Tanner is still in California, living in Redlands with the most amazing dogsitter on the planet. She spoils him rotten with hikes and runs and adventures and games and I’d feel inadequate by comparison except she’s so much better than me at dog mothering that we’re not even comparable. Apples and oranges.
My father asked me the other day if I’m tired of traveling and I realized no, I’m not tired of it anymore because it no longer feels like traveling. Sometimes I miss the concept of “home” but it no longer feels weird or inconvenient to live out of a suitcase. I’m still a creature of habit – breakfast is the same every day, core work happens every morning, I follow the same bedtime routine every night – but it’s possible to have those routines in a perpetually shifting area code. Home becomes a concept defined by certain comforts; my same pajamas, my morning coffee ritual, my family and friends instantly accessible by phone (and spread all over the country themselves anyway).
It helps that I have a car here. People mock my seeming aversion to air travel (and yes, I loathe airports and airplanes and delays and boarding passes and seatback pockets) but it’s so nice to be able to have my “house” available everywhere. All of my cycling stuff and snacks and spare toiletries and winter clothes and cooking supplies are parked outside and make it easier to live comfortably and feel settled anywhere. My car is organized sort of like a Container Store fantasy: there are drawers and bins and even hanging fabric shelves that make storing and finding things easy.

* MATERIAL SUPPLIED *
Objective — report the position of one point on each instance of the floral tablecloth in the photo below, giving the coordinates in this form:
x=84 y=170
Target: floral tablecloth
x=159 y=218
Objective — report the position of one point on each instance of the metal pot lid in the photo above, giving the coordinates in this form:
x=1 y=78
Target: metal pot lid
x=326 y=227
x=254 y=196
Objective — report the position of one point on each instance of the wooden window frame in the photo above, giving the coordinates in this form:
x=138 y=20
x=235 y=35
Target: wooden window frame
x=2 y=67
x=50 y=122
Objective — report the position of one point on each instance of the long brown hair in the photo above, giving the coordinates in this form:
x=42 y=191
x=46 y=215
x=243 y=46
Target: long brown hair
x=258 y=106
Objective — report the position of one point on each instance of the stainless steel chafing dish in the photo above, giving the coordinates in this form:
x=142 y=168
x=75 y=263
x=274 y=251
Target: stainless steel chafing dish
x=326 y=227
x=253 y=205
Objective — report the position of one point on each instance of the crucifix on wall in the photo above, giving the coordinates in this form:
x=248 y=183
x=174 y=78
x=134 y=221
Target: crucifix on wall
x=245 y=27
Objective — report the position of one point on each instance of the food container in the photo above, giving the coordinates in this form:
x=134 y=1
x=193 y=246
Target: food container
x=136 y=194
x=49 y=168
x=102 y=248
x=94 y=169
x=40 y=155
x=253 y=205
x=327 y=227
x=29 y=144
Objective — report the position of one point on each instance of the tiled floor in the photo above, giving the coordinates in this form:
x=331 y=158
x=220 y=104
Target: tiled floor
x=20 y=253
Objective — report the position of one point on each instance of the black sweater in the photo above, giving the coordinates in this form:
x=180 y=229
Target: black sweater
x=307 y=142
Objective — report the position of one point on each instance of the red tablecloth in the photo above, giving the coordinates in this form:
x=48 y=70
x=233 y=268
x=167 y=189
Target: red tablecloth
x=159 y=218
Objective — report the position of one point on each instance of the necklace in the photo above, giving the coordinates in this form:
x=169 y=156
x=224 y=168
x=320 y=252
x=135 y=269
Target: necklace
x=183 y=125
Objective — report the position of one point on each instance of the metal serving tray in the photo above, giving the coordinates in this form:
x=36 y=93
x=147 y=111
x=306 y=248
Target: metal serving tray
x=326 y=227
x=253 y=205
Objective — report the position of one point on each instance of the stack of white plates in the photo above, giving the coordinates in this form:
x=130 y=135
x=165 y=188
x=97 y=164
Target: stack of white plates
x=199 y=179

* EXERCISES TO COMPLETE *
1. Answer these questions using the text provided:
(a) In which city is Tanner living?
(b) Which meal does the writer say is the same every day?
(c) What store does the writer's car organization resemble a fantasy of?
2. Update the text provided, beginning at the words "My father asked" and stopping after "country themselves anyway).", so that "suitcase" becomes "duffel bag".
The records were taken from a separate source.

* ANSWERS GIVEN *
1.
(a) Redlands, California
(b) Breakfast
(c) The Container Store

2.
My father asked me the other day if I’m tired of traveling and I realized no, I’m not tired of it anymore because it no longer feels like traveling. Sometimes I miss the concept of “home” but it no longer feels weird or inconvenient to live out of a duffel bag. I’m still a creature of habit – breakfast is the same every day, core work happens every morning, I follow the same bedtime routine every night – but it’s possible to have those routines in a perpetually shifting area code. Home becomes a concept defined by certain comforts; my same pajamas, my morning coffee ritual, my family and friends instantly accessible by phone (and spread all over the country themselves anyway).